*Trecho do texto*
Por que as pessoas não conseguem mais confiar nas outras?
No modernismo e pós-modernismo acontece um fenômeno interessante que tem a ver com esta questão. Parece haver uma crise na crença da realidade tendo como corolário uma crise na crença da identidade. A realidade parece falseada, as coisas perdem substância e credibilidade, há uma pletora de representações e as pessoas já não sabem quem são, não se encontram naquilo que produzem tal a especificidade e fragmentação daquilo que produzem. Não é de se estranhar, portanto, que haja também uma perda na crença em relação aos outros. Pode ser que isto tenha a ver com os sentimentos negativos sentidos por uma pessoa e projetados nos outros.

Então, a solidão é natural?

*Objetivo proposto A*
Segundo o texto sobre a perda de confiança nas outras pessoas, a crise na crença da realidade tem como corolário uma crise na crença de quê?

*Materiais fornecidos*
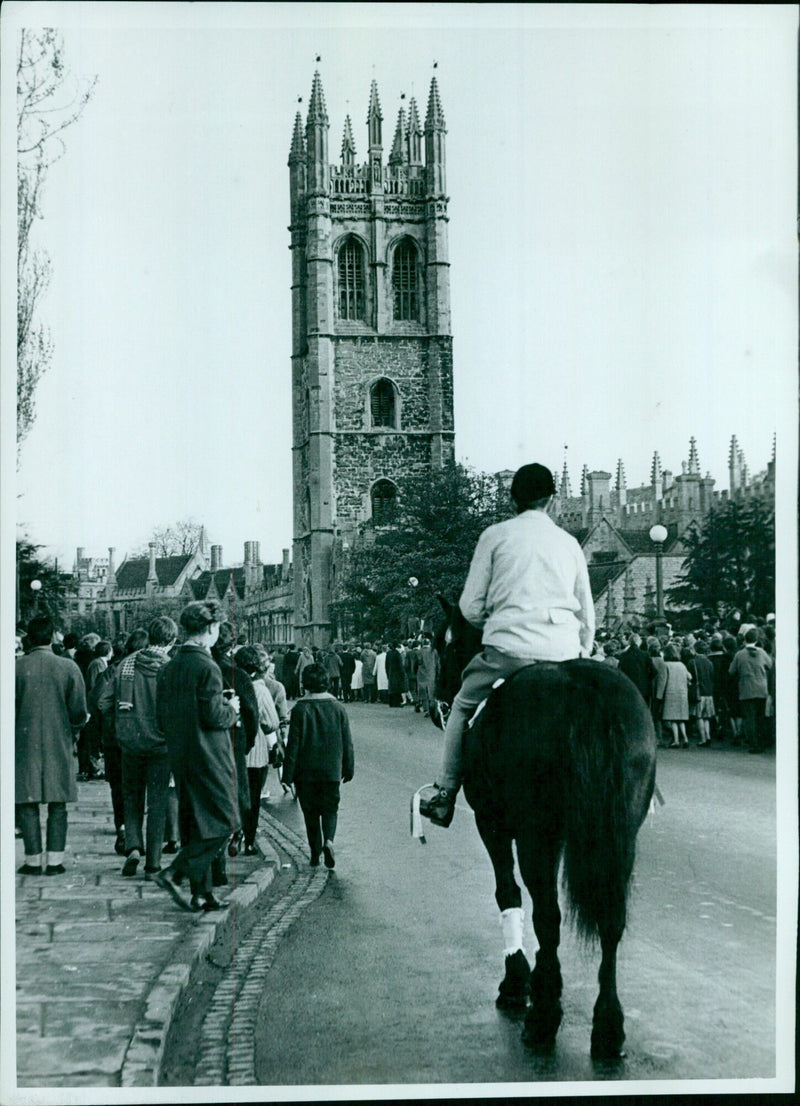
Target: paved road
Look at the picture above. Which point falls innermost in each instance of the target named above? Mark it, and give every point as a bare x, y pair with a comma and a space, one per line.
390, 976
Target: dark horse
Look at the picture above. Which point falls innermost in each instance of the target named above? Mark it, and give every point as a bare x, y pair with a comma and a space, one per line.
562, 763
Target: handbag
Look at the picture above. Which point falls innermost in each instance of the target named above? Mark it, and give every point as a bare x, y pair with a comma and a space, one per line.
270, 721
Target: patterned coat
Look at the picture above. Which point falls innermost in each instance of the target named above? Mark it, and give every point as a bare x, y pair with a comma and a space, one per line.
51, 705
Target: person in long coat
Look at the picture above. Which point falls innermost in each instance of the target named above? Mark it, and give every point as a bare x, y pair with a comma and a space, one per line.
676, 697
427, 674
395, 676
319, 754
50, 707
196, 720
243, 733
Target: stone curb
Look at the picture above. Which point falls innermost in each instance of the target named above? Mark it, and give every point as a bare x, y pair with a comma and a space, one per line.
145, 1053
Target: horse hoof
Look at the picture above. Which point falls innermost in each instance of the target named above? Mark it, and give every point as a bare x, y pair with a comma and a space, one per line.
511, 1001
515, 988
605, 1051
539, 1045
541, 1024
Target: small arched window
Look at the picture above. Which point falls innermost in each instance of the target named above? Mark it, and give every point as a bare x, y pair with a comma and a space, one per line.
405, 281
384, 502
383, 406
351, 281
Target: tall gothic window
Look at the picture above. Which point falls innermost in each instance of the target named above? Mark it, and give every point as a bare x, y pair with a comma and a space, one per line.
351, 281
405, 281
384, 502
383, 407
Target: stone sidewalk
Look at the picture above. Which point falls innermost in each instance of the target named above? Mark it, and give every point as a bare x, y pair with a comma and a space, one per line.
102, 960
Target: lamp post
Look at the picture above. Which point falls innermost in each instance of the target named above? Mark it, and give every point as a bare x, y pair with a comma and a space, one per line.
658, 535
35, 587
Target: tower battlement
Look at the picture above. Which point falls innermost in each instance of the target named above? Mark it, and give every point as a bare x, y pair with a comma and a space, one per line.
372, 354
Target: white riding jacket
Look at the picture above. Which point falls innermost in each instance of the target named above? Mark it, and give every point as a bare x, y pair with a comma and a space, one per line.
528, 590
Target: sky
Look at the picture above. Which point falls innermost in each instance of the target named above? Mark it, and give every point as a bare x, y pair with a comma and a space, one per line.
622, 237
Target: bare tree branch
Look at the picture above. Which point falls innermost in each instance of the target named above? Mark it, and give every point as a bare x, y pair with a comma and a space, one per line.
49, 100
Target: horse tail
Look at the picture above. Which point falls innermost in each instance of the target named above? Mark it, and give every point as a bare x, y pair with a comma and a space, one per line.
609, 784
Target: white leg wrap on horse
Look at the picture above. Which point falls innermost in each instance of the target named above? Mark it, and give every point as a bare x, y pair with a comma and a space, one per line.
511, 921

*Objetivo proposto B*
Reproduza sem nenhuma alteração os registros da linha que contém "Target: tall gothic window" até o final dos registros, incluindo essa primeira linha.

*Resultado da tarefa A*
Na crença da identidade.

*Resultado da tarefa B*
Target: tall gothic window
Look at the picture above. Which point falls innermost in each instance of the target named above? Mark it, and give every point as a bare x, y pair with a comma and a space, one per line.
351, 281
405, 281
384, 502
383, 407
Target: stone sidewalk
Look at the picture above. Which point falls innermost in each instance of the target named above? Mark it, and give every point as a bare x, y pair with a comma and a space, one per line.
102, 960
Target: lamp post
Look at the picture above. Which point falls innermost in each instance of the target named above? Mark it, and give every point as a bare x, y pair with a comma and a space, one per line.
658, 535
35, 587
Target: tower battlement
Look at the picture above. Which point falls innermost in each instance of the target named above? Mark it, and give every point as a bare x, y pair with a comma and a space, one per line.
372, 354
Target: white riding jacket
Look at the picture above. Which point falls innermost in each instance of the target named above? Mark it, and give every point as a bare x, y pair with a comma and a space, one per line.
528, 590
Target: sky
Look at the picture above. Which point falls innermost in each instance of the target named above? Mark it, and give every point as a bare x, y pair with a comma and a space, one per line.
622, 237
Target: bare tree branch
Look at the picture above. Which point falls innermost in each instance of the target named above? Mark it, and give every point as a bare x, y pair with a comma and a space, one per line.
49, 100
Target: horse tail
Look at the picture above. Which point falls innermost in each instance of the target named above? Mark it, and give every point as a bare x, y pair with a comma and a space, one per line.
609, 784
Target: white leg wrap on horse
Look at the picture above. Which point falls innermost in each instance of the target named above? Mark it, and give every point as a bare x, y pair with a comma and a space, one per line.
511, 921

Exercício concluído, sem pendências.